- [Reading text]:
★ ★ ★ ★ ★
You brought a smile to my face. I came here to post this same point. The piece i...

arjun810 · on June 22, 2017

I do agree that applying psychometrics would be great, but it's not as simple as it sounds -- the vast majority of work is on multiple choice questions, or binary correct/incorrect. There is some on free response, but much less.

We aren't trying to make a rigorous statement here -- we're trying to draw attention to the fact that the most common metrics do not give much insight into what a student has actually shown mastery of. This is especially important when you consider that the weightings of particular questions are often fairly arbitrary.

I certainly agree that all variability is not meaningful variability, but I'd push back a bit and say that there's meaningful variability in what's shown here. We'll go into more depth and hopefully have something interesting to report.
★ ★ ★ ★ ★
- [Required work]:
a - According to the forum post, what kinds of questions does most psychometrics work deal with?
b - Rewrite the part of the forum post that opens with "arjun810 · on" and closes with "but much less.", putting "essay questions" in place of "free response".
The listing that comes next is separate material with no connection to the forum post.

- [Collected data entries]:
★ ★ ★ ★ ★
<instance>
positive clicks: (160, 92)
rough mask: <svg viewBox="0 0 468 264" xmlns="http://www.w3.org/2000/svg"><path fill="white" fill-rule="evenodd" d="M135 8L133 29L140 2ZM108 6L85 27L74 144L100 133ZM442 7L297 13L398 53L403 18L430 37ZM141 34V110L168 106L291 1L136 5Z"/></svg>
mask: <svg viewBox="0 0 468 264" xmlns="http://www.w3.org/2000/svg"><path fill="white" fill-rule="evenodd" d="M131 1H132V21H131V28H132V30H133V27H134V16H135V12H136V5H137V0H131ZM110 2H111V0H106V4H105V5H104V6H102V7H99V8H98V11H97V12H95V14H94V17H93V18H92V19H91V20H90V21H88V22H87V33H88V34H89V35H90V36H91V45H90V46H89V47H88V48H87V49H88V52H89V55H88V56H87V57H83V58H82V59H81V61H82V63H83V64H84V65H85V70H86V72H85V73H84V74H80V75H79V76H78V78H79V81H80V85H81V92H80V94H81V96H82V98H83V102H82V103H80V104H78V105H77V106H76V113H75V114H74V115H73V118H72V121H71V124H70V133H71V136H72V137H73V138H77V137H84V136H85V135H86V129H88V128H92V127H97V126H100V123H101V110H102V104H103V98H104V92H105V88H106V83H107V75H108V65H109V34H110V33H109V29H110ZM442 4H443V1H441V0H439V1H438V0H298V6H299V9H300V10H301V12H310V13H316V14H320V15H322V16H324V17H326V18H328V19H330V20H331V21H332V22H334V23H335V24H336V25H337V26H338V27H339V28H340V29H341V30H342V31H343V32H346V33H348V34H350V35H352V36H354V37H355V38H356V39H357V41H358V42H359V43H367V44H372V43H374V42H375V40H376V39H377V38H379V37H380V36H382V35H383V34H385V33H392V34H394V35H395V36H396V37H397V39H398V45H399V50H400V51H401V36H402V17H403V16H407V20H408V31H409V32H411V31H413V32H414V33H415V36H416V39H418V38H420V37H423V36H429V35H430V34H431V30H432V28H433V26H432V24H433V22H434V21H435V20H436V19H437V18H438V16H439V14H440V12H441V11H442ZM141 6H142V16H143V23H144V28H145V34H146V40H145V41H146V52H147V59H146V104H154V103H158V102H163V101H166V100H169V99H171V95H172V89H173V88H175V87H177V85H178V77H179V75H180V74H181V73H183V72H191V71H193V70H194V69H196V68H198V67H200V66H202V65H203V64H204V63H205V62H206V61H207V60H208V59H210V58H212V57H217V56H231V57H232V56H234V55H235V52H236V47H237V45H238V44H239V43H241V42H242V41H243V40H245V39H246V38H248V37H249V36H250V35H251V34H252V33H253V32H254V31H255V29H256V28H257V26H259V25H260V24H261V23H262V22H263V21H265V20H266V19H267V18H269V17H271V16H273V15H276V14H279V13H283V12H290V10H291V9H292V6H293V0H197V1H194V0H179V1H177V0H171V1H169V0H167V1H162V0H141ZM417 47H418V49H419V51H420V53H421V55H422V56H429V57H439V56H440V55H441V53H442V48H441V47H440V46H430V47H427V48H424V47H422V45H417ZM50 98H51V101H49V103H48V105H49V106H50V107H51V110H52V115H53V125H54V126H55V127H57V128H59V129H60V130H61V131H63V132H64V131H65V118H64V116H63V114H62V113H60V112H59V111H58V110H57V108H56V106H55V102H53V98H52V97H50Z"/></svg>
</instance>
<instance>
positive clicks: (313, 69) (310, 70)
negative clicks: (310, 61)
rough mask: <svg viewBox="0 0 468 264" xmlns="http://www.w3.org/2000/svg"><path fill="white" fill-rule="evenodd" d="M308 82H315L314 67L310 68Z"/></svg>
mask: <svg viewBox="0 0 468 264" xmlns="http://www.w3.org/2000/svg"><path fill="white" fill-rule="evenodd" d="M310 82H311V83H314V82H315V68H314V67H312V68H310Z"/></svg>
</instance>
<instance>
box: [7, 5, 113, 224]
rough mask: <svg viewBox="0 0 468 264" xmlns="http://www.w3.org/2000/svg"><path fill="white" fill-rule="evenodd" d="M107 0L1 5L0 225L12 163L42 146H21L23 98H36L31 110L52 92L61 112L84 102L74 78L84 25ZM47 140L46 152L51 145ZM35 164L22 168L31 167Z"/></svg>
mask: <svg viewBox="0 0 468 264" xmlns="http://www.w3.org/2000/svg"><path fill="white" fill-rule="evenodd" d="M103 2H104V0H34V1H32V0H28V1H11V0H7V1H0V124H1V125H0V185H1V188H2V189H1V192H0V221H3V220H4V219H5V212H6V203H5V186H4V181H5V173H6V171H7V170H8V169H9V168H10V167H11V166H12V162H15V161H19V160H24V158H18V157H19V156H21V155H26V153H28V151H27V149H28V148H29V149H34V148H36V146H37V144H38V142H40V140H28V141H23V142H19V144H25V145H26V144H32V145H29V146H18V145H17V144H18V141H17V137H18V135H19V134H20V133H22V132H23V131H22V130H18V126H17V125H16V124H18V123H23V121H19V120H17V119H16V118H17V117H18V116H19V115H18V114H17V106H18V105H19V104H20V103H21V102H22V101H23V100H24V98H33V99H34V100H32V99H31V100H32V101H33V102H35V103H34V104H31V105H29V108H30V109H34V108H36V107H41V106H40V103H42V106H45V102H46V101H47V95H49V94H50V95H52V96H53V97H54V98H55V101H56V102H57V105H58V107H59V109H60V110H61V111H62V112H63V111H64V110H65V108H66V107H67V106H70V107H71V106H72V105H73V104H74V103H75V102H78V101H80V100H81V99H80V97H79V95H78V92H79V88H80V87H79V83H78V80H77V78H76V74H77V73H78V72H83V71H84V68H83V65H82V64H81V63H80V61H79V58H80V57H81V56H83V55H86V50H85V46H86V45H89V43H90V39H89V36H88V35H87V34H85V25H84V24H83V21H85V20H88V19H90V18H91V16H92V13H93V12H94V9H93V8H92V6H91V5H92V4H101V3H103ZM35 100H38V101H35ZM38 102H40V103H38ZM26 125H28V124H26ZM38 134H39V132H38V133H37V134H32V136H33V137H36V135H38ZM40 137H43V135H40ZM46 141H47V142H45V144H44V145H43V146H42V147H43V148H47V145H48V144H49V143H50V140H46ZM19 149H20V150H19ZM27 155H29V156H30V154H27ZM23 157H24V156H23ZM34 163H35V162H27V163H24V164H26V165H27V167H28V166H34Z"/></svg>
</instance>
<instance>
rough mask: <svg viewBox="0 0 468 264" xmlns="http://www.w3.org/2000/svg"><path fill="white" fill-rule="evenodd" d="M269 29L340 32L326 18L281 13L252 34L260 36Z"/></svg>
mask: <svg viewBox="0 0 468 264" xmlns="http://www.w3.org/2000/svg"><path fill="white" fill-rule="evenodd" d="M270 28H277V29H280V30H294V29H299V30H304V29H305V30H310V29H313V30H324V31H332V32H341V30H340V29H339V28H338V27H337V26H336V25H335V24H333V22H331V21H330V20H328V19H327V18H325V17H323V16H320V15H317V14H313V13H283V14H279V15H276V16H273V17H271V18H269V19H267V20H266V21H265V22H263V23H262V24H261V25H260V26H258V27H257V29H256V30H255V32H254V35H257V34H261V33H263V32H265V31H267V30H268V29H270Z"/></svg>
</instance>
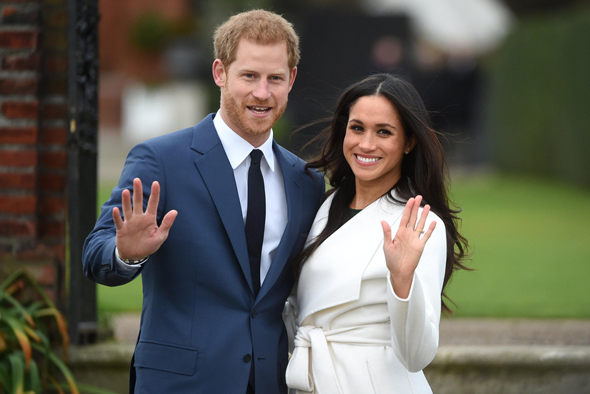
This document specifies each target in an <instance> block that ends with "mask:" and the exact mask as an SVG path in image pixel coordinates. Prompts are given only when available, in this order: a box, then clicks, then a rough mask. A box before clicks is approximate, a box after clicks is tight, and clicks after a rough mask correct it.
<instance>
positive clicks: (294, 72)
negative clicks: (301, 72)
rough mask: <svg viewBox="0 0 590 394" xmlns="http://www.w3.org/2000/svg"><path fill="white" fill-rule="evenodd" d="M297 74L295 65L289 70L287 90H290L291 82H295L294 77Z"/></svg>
mask: <svg viewBox="0 0 590 394" xmlns="http://www.w3.org/2000/svg"><path fill="white" fill-rule="evenodd" d="M296 76H297V66H295V67H293V70H291V75H290V77H291V78H290V79H289V92H290V91H291V88H292V87H293V82H295V77H296Z"/></svg>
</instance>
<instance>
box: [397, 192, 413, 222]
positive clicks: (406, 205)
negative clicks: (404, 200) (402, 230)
mask: <svg viewBox="0 0 590 394" xmlns="http://www.w3.org/2000/svg"><path fill="white" fill-rule="evenodd" d="M413 206H414V198H413V197H412V198H410V199H409V200H408V202H407V203H406V206H405V207H404V212H403V213H402V218H401V221H400V222H399V228H400V229H402V228H406V227H408V223H409V222H410V216H411V214H412V207H413ZM412 230H413V229H412Z"/></svg>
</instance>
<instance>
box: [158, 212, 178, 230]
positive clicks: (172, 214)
mask: <svg viewBox="0 0 590 394" xmlns="http://www.w3.org/2000/svg"><path fill="white" fill-rule="evenodd" d="M177 215H178V211H176V210H174V209H173V210H171V211H170V212H168V213H167V214H166V216H164V219H162V224H160V228H159V231H163V232H164V233H165V234H166V236H168V230H170V227H172V225H173V224H174V220H176V216H177Z"/></svg>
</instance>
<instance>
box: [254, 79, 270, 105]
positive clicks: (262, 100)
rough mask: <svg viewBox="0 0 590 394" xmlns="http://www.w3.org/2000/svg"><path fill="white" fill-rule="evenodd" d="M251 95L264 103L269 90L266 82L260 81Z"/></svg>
mask: <svg viewBox="0 0 590 394" xmlns="http://www.w3.org/2000/svg"><path fill="white" fill-rule="evenodd" d="M252 95H253V96H254V97H256V98H257V99H258V100H260V101H266V100H268V99H269V98H270V90H269V89H268V82H267V81H266V80H261V81H260V82H259V83H258V85H257V86H256V89H255V90H254V92H252Z"/></svg>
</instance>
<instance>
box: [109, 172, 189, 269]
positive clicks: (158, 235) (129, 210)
mask: <svg viewBox="0 0 590 394" xmlns="http://www.w3.org/2000/svg"><path fill="white" fill-rule="evenodd" d="M121 200H122V204H123V207H122V208H123V217H124V220H123V218H121V212H119V208H117V207H115V208H113V220H114V221H115V227H116V229H117V250H118V252H119V257H121V258H122V259H128V260H139V259H141V258H143V257H146V256H149V255H151V254H153V253H154V252H156V251H157V250H158V249H159V248H160V246H161V245H162V244H163V243H164V241H165V240H166V238H168V231H169V230H170V227H172V224H173V223H174V220H175V219H176V215H177V214H178V212H177V211H176V210H171V211H170V212H168V213H167V214H166V215H165V216H164V219H163V220H162V223H161V225H160V227H158V224H157V221H156V219H157V211H158V202H159V201H160V184H159V183H158V182H157V181H154V182H153V183H152V192H151V194H150V198H149V200H148V204H147V209H146V211H145V212H143V187H142V185H141V180H140V179H139V178H135V179H134V180H133V206H132V205H131V193H130V192H129V190H123V193H122V196H121Z"/></svg>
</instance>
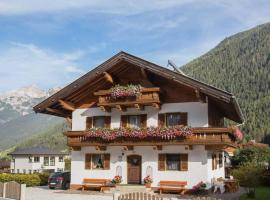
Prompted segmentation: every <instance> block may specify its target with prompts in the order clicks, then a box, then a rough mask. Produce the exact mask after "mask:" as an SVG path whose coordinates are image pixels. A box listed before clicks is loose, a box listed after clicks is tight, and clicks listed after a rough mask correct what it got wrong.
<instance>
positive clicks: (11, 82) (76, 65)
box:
★ ★ ★ ★ ★
- [Answers by item number]:
a - Multiple choice questions, or binary correct/incorrect ones.

b -
arjun810 · on June 22, 2017

I do agree that applying psychometrics would be great, but it's not as simple as it sounds -- the vast majority of work is on multiple choice questions, or binary correct/incorrect. There is some on essay questions, but much less.